> _Task to carry out_
Beginning at the line that contains "on the shirt", transcribe the remaining lines of the listing exactly; include the final line and omit everything before.

> _Source records_
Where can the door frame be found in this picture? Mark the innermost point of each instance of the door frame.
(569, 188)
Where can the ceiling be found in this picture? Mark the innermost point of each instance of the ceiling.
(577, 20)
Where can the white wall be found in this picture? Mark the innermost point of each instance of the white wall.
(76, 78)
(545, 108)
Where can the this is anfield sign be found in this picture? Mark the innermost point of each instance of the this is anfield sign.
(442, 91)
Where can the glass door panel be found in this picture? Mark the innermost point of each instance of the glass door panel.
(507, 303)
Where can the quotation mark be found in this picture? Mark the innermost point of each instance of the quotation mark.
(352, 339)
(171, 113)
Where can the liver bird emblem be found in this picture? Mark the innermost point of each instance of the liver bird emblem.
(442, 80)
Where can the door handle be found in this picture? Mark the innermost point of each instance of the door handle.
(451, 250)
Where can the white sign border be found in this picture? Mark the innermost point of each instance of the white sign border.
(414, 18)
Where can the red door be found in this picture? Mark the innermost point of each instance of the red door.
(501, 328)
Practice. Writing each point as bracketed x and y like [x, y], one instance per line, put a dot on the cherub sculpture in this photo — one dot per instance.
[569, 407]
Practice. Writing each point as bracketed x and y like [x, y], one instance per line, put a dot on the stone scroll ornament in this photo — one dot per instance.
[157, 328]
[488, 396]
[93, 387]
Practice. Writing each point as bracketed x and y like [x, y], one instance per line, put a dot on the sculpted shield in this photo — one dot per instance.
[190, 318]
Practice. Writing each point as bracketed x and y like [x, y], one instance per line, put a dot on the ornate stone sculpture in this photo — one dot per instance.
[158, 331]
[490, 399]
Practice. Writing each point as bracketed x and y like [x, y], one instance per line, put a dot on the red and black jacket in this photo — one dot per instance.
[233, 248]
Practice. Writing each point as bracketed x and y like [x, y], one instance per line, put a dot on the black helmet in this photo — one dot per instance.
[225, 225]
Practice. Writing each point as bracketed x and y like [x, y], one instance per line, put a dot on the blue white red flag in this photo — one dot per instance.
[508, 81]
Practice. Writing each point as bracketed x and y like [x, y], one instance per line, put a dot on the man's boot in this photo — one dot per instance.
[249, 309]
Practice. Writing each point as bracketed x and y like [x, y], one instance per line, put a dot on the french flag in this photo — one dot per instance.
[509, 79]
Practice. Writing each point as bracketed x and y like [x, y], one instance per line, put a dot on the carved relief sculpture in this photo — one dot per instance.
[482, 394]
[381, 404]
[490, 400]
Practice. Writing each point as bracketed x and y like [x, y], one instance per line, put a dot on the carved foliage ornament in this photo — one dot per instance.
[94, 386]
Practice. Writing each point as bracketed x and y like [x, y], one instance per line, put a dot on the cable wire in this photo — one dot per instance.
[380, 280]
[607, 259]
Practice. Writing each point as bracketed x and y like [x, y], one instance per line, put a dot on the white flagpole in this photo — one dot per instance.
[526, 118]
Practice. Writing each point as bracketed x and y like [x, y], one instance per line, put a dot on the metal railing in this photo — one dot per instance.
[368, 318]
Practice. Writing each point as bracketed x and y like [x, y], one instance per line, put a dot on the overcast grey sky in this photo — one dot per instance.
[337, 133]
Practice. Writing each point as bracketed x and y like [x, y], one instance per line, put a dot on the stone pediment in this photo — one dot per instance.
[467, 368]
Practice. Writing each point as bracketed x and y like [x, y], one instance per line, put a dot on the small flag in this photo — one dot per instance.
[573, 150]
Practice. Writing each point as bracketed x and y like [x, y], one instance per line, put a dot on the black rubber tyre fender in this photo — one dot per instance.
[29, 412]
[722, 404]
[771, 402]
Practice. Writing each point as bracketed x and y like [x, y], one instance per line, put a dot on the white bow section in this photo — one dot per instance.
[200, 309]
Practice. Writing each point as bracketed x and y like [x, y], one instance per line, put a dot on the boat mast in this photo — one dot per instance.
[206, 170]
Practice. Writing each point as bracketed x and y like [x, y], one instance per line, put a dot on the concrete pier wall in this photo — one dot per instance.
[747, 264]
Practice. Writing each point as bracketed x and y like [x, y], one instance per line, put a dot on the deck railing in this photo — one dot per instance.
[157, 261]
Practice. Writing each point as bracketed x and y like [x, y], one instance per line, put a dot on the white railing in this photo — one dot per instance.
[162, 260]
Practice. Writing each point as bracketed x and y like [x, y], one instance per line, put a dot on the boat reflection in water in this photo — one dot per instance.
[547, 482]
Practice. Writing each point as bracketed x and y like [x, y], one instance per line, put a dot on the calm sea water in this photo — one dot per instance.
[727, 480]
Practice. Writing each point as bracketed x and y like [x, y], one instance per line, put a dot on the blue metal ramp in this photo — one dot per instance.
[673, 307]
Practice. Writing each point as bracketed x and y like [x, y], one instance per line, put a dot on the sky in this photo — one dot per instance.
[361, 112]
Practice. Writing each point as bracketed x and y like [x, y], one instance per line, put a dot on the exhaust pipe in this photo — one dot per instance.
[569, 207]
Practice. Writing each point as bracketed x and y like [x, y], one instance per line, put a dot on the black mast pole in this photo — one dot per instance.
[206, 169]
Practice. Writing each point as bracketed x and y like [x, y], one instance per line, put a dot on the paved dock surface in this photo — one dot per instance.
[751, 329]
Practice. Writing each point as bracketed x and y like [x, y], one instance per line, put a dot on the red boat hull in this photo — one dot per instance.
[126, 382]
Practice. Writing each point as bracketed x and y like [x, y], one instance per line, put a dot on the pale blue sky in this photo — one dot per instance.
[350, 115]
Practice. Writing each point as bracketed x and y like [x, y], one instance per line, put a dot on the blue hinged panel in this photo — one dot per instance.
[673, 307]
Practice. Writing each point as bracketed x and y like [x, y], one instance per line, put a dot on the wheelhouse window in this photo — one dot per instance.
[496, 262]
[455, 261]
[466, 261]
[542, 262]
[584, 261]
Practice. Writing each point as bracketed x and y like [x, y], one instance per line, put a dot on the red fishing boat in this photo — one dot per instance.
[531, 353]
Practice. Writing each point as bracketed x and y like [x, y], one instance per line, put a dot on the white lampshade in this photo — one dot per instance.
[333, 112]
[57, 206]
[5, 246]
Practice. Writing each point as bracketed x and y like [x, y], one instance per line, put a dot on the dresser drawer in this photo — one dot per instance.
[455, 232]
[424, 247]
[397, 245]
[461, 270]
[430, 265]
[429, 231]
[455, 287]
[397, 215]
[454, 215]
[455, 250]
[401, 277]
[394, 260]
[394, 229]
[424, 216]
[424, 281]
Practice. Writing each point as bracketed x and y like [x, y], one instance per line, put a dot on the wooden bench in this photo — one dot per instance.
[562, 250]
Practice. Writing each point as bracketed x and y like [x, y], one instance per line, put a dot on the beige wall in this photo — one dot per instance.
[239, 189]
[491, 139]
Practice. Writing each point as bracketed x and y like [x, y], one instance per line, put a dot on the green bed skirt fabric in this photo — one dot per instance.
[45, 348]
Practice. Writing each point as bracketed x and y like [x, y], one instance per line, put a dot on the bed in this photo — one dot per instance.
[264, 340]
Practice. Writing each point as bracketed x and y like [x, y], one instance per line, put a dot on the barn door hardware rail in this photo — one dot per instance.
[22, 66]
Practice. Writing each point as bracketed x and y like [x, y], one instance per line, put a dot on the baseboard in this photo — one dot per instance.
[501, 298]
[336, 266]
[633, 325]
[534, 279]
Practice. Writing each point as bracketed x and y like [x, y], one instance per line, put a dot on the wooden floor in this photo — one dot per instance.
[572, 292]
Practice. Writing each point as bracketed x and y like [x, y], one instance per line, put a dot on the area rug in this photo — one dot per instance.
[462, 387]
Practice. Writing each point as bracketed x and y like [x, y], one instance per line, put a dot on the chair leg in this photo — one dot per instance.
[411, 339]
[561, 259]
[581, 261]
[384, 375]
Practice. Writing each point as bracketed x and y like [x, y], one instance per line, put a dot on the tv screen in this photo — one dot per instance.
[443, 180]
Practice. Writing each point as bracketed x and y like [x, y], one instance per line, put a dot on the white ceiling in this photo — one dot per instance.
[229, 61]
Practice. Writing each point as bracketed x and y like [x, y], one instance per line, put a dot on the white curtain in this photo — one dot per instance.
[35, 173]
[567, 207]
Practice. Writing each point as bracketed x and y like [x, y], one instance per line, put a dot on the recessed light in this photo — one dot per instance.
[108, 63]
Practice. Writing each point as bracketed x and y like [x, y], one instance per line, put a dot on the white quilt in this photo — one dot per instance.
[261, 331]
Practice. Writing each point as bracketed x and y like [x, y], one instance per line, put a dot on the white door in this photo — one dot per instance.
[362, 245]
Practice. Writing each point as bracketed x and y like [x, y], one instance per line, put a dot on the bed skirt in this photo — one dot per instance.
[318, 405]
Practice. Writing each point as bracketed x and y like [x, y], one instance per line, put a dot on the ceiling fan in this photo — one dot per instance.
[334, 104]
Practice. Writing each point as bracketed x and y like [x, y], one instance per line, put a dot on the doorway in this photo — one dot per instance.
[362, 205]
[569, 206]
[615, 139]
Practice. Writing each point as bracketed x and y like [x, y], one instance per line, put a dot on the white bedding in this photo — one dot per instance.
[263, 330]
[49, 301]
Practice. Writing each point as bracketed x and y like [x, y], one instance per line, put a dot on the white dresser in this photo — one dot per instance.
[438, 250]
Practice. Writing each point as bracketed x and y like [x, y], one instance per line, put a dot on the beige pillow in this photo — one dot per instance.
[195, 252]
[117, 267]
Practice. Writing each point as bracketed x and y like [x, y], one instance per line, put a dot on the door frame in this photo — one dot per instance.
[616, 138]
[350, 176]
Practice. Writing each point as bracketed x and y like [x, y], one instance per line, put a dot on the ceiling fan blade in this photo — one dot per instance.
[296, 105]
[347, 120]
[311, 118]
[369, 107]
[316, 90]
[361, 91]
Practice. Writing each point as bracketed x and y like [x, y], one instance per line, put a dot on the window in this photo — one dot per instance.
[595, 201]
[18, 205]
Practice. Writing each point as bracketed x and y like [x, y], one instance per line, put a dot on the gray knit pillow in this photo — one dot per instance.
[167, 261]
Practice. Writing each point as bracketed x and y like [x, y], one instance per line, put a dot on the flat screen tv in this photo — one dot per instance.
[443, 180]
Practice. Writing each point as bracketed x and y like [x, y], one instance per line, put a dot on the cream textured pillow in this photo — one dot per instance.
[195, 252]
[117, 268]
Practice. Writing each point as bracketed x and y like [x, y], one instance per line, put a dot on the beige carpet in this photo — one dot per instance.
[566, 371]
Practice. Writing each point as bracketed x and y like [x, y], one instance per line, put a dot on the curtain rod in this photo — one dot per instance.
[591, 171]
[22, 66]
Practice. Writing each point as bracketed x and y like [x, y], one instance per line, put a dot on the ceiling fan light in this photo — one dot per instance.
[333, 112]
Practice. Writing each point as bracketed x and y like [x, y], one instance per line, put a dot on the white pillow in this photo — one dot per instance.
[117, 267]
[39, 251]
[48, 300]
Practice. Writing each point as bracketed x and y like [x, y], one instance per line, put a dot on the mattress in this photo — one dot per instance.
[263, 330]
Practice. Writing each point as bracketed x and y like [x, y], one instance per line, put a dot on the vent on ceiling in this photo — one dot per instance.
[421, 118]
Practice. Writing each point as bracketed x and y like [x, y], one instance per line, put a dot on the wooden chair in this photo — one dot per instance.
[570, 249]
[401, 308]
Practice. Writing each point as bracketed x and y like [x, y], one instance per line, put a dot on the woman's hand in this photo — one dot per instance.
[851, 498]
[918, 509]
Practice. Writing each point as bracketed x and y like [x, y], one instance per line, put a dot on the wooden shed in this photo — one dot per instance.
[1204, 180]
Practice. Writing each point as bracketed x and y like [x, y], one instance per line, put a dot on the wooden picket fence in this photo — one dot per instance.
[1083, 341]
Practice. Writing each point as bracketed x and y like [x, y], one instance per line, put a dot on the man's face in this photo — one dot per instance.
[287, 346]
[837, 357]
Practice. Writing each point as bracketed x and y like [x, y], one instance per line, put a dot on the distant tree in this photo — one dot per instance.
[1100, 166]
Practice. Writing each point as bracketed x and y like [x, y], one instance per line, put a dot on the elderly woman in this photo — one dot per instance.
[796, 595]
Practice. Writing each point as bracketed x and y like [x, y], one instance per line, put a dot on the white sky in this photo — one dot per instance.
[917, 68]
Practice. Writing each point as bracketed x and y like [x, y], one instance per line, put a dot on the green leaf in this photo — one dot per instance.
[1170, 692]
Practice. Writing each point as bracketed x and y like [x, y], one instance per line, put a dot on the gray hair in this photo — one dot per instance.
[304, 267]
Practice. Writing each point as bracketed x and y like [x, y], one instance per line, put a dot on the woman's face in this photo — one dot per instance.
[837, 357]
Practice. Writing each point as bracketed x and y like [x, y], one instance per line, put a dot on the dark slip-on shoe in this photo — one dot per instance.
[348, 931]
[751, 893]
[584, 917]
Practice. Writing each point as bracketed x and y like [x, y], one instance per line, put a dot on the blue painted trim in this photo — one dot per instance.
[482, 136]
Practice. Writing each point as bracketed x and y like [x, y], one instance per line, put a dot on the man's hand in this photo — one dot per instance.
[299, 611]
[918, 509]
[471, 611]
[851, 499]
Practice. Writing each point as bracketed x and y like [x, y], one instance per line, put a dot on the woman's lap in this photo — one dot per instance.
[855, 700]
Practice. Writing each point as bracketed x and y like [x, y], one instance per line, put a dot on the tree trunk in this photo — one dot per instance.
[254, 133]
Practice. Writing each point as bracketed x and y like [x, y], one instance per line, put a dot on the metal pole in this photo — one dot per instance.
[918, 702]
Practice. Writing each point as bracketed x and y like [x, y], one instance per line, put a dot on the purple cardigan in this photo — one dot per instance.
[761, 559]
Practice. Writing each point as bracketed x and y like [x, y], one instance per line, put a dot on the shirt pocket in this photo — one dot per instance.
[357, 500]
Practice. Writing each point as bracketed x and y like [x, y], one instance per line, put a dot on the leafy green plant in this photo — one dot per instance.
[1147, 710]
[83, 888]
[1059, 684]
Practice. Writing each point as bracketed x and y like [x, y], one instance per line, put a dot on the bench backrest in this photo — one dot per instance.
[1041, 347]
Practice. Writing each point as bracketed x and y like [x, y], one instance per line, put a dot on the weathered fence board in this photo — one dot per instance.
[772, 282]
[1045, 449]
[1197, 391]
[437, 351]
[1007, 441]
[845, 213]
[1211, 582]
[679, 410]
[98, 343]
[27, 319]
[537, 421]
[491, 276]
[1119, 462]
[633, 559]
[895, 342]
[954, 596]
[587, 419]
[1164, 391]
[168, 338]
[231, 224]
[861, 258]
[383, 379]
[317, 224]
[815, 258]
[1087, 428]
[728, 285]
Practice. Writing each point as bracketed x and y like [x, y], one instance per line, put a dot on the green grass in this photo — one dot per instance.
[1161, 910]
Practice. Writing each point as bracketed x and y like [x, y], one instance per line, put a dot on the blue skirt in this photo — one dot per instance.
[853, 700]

> _Result for this task_
Practice. Writing each point as bracketed x and y like [x, y], one instance per line, put a dot on the shirt pocket in this photo — one dot per instance.
[357, 500]
Practice. Writing each point as bracketed x and y like [x, y], one instance per line, put a dot on the leafy green plant in this photo — one dot per instance.
[1147, 710]
[83, 888]
[1059, 684]
Practice. Writing each point as bracketed x and y like [x, y], one instance per line, put a dot on the bench backrest in this photo — one dot per instance.
[1041, 347]
Practice. Writing each point as bracketed x and y like [x, y], one instance per line, put a dot on the weathered fence board in this photo — one dot per instance.
[772, 282]
[1045, 449]
[1197, 391]
[437, 351]
[1007, 441]
[845, 213]
[1211, 582]
[679, 410]
[98, 343]
[27, 319]
[537, 421]
[491, 276]
[1119, 462]
[633, 559]
[895, 342]
[954, 596]
[587, 419]
[1164, 391]
[168, 338]
[231, 224]
[861, 258]
[383, 379]
[317, 224]
[815, 258]
[1087, 428]
[728, 285]
Practice. Writing each point as bracketed x and y like [x, y], one instance per line, put a dot on the green grass in this photo — one dot per instance.
[1161, 910]
Practice. Writing each point as bracketed x and y like [x, y], one instance per line, put a dot on the blue skirt in this photo — one dot per instance.
[853, 700]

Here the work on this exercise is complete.